Your task:
Line by line, set down the records exactly as they appear below.

Supplied information:
╔══
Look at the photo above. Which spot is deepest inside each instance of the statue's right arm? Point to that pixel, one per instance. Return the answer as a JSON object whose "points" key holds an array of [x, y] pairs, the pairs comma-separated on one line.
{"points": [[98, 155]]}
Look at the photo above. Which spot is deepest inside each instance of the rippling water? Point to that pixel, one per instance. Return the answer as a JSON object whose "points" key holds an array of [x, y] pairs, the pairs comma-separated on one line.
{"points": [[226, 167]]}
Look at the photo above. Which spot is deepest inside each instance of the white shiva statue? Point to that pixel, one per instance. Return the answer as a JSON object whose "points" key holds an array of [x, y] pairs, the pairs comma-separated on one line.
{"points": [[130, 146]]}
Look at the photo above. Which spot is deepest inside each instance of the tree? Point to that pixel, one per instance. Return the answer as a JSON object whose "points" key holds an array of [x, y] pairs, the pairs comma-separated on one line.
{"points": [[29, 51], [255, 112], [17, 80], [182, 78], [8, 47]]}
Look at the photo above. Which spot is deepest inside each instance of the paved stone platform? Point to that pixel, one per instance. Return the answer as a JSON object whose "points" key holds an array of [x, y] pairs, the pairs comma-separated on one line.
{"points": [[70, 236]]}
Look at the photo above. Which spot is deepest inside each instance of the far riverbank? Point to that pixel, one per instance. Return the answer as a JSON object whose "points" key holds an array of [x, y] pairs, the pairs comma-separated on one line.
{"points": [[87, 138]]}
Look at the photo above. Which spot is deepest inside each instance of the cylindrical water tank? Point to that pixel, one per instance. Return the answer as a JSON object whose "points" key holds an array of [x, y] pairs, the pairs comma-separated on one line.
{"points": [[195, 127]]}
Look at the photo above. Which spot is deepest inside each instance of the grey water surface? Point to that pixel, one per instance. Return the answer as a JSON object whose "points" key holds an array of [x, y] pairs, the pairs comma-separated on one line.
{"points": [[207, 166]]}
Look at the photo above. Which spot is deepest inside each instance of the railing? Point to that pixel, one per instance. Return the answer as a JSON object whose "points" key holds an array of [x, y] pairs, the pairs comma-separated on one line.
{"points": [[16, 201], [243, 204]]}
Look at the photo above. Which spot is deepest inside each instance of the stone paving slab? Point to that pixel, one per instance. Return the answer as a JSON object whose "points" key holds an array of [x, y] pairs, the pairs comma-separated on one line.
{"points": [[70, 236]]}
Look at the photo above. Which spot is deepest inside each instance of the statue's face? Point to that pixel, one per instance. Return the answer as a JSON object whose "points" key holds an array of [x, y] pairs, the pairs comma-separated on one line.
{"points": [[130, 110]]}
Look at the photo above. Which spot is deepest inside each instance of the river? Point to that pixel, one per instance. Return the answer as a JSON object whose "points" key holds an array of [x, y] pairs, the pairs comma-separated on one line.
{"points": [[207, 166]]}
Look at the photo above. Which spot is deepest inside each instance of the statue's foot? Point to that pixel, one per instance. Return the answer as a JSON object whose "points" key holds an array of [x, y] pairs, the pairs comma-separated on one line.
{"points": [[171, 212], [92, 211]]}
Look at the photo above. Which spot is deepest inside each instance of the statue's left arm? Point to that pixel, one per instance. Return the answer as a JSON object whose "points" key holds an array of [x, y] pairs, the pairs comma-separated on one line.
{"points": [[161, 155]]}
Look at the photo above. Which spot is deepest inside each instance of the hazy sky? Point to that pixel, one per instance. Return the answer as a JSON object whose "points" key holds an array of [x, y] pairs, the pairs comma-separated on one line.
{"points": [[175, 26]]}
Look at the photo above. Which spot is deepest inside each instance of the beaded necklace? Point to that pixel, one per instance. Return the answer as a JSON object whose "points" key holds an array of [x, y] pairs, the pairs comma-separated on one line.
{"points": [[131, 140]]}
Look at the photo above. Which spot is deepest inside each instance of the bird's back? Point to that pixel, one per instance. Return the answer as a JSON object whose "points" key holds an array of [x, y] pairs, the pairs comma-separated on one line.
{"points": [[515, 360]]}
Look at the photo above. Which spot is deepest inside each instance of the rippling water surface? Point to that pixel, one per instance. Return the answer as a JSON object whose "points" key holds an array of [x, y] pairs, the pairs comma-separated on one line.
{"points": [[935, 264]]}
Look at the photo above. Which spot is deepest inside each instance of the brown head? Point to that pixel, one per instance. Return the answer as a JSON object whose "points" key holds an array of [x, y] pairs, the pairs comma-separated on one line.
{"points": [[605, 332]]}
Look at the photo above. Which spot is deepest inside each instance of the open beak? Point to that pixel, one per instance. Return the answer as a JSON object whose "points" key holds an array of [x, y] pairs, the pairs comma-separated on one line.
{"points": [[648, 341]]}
╚══
Response area:
Look at the photo above. Which spot is deepest inside each instance of the statue's right arm? Point to that pixel, one per instance. Return the answer as a JSON object whose "points" key holds an array of [x, y] pairs, the pairs comma-separated on one line.
{"points": [[98, 155]]}
Look at the photo above. Which spot is deepest inside each instance of the rippling water? Point to that pixel, one per instance. Return the answer as a JSON object whose "points" key holds an array of [x, y] pairs, the pairs comma-separated on one line.
{"points": [[226, 167]]}
Look at the photo above. Which spot is deepest inside each instance of the white shiva statue? Point to that pixel, one per instance. Return the answer as a JSON object whose "points" key holds an array of [x, y] pairs, the pairs comma-separated on one line.
{"points": [[130, 146]]}
Look at the photo above. Which spot is deepest inside each instance of the tree? Point to that pixel, one per instance. Return the answer as a JSON object whose "points" key holds an array of [x, y] pairs, the pairs comma-separated on one line.
{"points": [[29, 51], [255, 112], [17, 80], [182, 78], [8, 47]]}
Look at the photo above. Which spot is deepest inside each instance of the paved stone platform? Point to that pixel, one per instance. Return the answer as a JSON object whose "points" key holds an array of [x, y] pairs, the pairs comma-separated on one line.
{"points": [[70, 236]]}
Look at the photo above. Which spot is deepest inside each instance of the far riverbank? Point to that pixel, one per instance. Return the answer as a JSON object whose "points" key holds an array of [x, y] pairs, the pairs comma-separated on one line.
{"points": [[87, 138]]}
Look at the photo above. Which spot is deepest inside each instance of the cylindrical water tank? Point to that pixel, one per instance. Return the answer as a JSON object whose "points" key holds an array of [x, y] pairs, the pairs comma-separated on one line.
{"points": [[195, 127]]}
Look at the photo above. Which spot is deepest inside each instance of the grey water surface? Point to that pixel, one per instance. Return the answer as a JSON object whose "points" key holds an array of [x, y] pairs, the pairs comma-separated on one line.
{"points": [[207, 166]]}
Look at the photo above. Which spot is deepest inside each instance of the railing? Point to that pixel, one per instance. Return the answer as a JSON object whose "points" key holds an array of [x, y] pairs, the pairs comma-separated on one line.
{"points": [[16, 201], [243, 204]]}
Look at the photo above. Which spot is deepest inside each instance of the stone paving slab? Point to that pixel, one per instance. Return the answer as a JSON object whose "points" key holds an array of [x, y] pairs, the pairs comma-separated on one line.
{"points": [[70, 236]]}
Look at the photo above. Which spot is deepest inside each instance of the statue's face? Point to that pixel, one per instance. Return the answer as a JSON object whose "points" key holds an array of [x, y] pairs, the pairs comma-separated on one line.
{"points": [[130, 110]]}
Look at the photo above. Which spot is deepest inside each instance of the river? Point to that pixel, one per instance. Return the answer as a JSON object whose "points" key holds an array of [x, y] pairs, the pairs comma-separated on one line.
{"points": [[207, 166]]}
Look at the photo above. Which spot is deepest inside each instance of the statue's foot? Point to that pixel, one per instance. Return the answer as a JSON object whose "points" key holds an array of [x, y] pairs, the pairs comma-separated on one line.
{"points": [[171, 212], [92, 211]]}
Look at the photo above. Which spot is deepest inside each instance of the statue's left arm? Point to that pixel, one per instance. Return the answer as a JSON object whose "points" key holds an array of [x, y] pairs, the pairs comma-separated on one line.
{"points": [[161, 155]]}
Look at the photo above. Which spot is deepest inside each instance of the hazy sky? Point to that pixel, one per instance. Return the answer as a JSON object whose "points" key holds an array of [x, y] pairs, the pairs comma-separated on one line.
{"points": [[175, 26]]}
Look at the photo above. Which spot is deepest inside each instance of the beaded necklace? Point to that pixel, one per instance. Return the answer as a JSON object whose "points" key holds an array of [x, y] pairs, the pairs comma-separated on one line.
{"points": [[131, 140]]}
Look at the photo above. Which spot is deepest inside each instance of the bird's back? Point to that pixel, one per instance. Return the answer as a JSON object whose "points" key holds an array of [x, y] pairs, the pairs comma-separated on one line.
{"points": [[515, 360]]}
Look at the photo above. Which spot is deepest inside each instance of the rippling water surface? Point to that pixel, one per instance. Return the answer as a JSON object whose "points" key holds an array of [x, y] pairs, the pairs comma-separated on one line.
{"points": [[935, 264]]}
Look at the photo above. Which spot is deepest inside each instance of the brown head? Point to that pixel, one per instance. Return the answer as a JSON object whose "points" key holds an array of [x, y] pairs, the pairs comma-separated on one line.
{"points": [[605, 332]]}
Look at the photo above. Which spot is deepest inside each instance of the open beak? Point to that pixel, one per instance. Return the answer as a JSON object whose "points" key holds an array of [x, y] pairs, the pairs comma-separated on one line.
{"points": [[648, 341]]}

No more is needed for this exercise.